▽

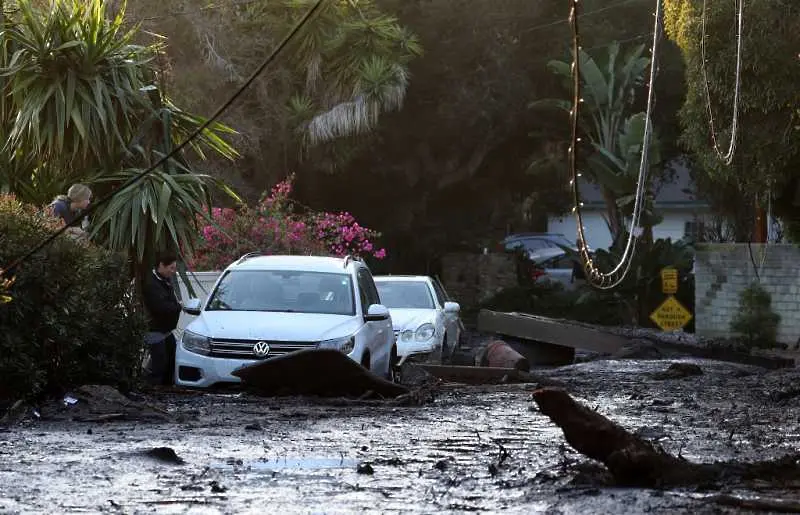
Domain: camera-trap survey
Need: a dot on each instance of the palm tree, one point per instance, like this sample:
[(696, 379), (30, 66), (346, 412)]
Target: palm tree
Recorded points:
[(609, 83), (358, 59), (84, 104)]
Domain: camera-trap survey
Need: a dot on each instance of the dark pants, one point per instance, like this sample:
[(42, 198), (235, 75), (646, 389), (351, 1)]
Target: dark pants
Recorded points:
[(162, 361)]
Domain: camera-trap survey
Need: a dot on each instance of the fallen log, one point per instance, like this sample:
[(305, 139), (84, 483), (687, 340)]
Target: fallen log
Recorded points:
[(634, 461)]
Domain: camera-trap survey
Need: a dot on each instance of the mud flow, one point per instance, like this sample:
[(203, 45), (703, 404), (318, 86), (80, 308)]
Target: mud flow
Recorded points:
[(466, 449)]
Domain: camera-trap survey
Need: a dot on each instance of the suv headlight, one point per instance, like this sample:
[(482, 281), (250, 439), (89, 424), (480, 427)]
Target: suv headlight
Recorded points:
[(425, 332), (344, 345), (196, 343)]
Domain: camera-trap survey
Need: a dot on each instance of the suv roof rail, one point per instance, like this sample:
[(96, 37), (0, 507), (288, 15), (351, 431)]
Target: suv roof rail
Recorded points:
[(250, 255), (350, 257)]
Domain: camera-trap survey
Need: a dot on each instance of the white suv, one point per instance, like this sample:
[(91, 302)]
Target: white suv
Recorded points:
[(267, 306)]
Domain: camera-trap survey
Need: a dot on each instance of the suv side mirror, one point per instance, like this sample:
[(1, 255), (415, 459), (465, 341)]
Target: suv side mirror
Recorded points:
[(377, 313), (192, 307), (452, 307)]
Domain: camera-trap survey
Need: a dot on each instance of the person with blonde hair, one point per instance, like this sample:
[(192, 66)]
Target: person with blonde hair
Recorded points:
[(69, 207)]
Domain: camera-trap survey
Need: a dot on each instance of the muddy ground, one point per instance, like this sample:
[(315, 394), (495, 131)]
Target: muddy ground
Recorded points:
[(472, 449)]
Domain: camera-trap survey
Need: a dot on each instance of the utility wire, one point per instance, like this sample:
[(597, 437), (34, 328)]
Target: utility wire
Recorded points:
[(93, 207), (582, 15)]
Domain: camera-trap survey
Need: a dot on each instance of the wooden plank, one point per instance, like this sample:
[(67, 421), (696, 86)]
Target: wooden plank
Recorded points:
[(549, 330)]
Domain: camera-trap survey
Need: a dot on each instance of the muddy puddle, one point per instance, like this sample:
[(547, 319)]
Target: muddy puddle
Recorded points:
[(480, 449)]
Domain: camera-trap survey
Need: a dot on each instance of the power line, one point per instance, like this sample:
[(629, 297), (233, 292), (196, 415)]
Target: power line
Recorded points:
[(595, 277), (727, 156), (197, 132), (199, 10), (583, 15)]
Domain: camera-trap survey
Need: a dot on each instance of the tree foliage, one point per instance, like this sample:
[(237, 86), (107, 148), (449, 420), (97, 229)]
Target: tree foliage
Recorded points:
[(71, 320), (610, 82), (767, 152), (451, 166), (84, 105)]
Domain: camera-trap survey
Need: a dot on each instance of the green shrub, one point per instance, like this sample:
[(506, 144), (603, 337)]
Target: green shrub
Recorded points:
[(755, 321), (70, 320)]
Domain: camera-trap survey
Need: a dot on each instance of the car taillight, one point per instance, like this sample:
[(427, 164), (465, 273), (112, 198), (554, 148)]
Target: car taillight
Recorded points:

△

» Goal of the exercise
Can you output all of the records above verbatim, with the pictures left out?

» Solution below
Domain: camera-trap survey
Need: a dot on each instance of the palm tree, one point per instance, like this sample:
[(696, 379), (30, 66), (346, 412)]
Target: palm tree
Recorded points:
[(609, 83), (358, 59), (84, 104)]
Domain: camera-trap survey
Need: a dot on each instance of the dark pants, one point per instance, like this sample:
[(42, 198), (235, 75), (646, 389), (351, 1)]
Target: dark pants
Recorded points:
[(162, 361)]
Domain: camera-trap survey
Need: a dot on each instance of the fallen log, one point per instance, like this sample:
[(305, 139), (84, 483), (687, 340)]
Target: fallen log
Recorded points:
[(634, 461)]
Domain: camera-trap survey
Need: a dot on each instance of the mud flow, one point per instance, like this sample:
[(203, 45), (703, 404), (318, 86), (80, 308)]
Target: mud flow
Recorded points:
[(466, 449)]
Domain: camera-trap survey
Need: a dot on each instance of the suv headlight, one point per instance, like this sample:
[(482, 281), (250, 439), (89, 424), (480, 427)]
Target: suv headlight
Recorded points:
[(425, 332), (344, 345), (196, 343)]
Domain: camera-trap survey
Need: a dot on each instance of the suv roof rail, one point per instance, like this sample:
[(96, 37), (0, 507), (288, 15), (351, 431)]
Target: suv roof rail
Recorded points:
[(250, 255), (350, 257)]
Domain: camera-trap survey
Need: a dot on each instance of the white suv, one point per instance, like this sample:
[(91, 302)]
Target: white suv
Recorded points:
[(267, 306)]
Domain: camera-trap survey
Need: a dot on each instance of the suv side mirror, one point per instance, like this sample:
[(1, 255), (415, 459), (465, 341)]
Target: suv side mirror
Recorded points:
[(377, 313), (192, 307), (452, 307)]
Domain: camera-trap survey
Need: a dot on each instance of the person with blonde hair, one point per instance, like this sample:
[(192, 66)]
Target: person with blonde hair
Recorded points:
[(69, 207)]
Domain: camera-trap survey
Need: a dot on each instance of the muddy ground, one point per instance, like this sample:
[(315, 394), (495, 131)]
Target: muddy ground
Recorded points:
[(472, 449)]
Domain: camera-trap survey
Need: a dot on each instance of the utility wire, one point per instance, like this sample:
[(597, 437), (34, 328)]
Target: utility wire
Recorded points:
[(93, 207), (582, 15)]
Domain: camera-trap survey
Need: a dot on each instance of the wooden plank, one point per instance, like this sample:
[(67, 421), (696, 86)]
Target: wooden plank
Recorded points:
[(549, 330)]
Domain: camera-trap survey
Need: a dot on each instance of the muddy puddle, one point per instance, like this sample:
[(547, 319)]
Target: muddy puddle
Recorded points:
[(480, 449)]
Domain: camera-trap survey
Need: a dot on each instance of the power line, one point per instance, like this sample:
[(629, 297), (233, 292), (196, 415)]
Target: power line
Recorded points:
[(595, 277), (727, 156), (197, 132), (199, 10), (583, 15)]
Domain: camera-trap survey
Need: a dot on each instance of the tree foliage, one point per instance, like this sample:
[(237, 86), (107, 148), (449, 420), (97, 229)]
Target: tree foliage
Recorded points:
[(71, 320), (610, 82), (767, 152), (451, 166), (84, 105)]
Domain: camera-trap survey
Need: a dot on each instance of the green shrub, one point per instance, like this sample:
[(506, 144), (603, 337)]
Target: green shrub
Recorded points:
[(755, 321), (70, 320)]
Domain: camera-trap survey
Need: a dot on each instance of the car taillight, one point per instance, like this sample:
[(427, 164), (465, 273), (112, 198), (554, 148)]
Target: car taillight
Recorded points:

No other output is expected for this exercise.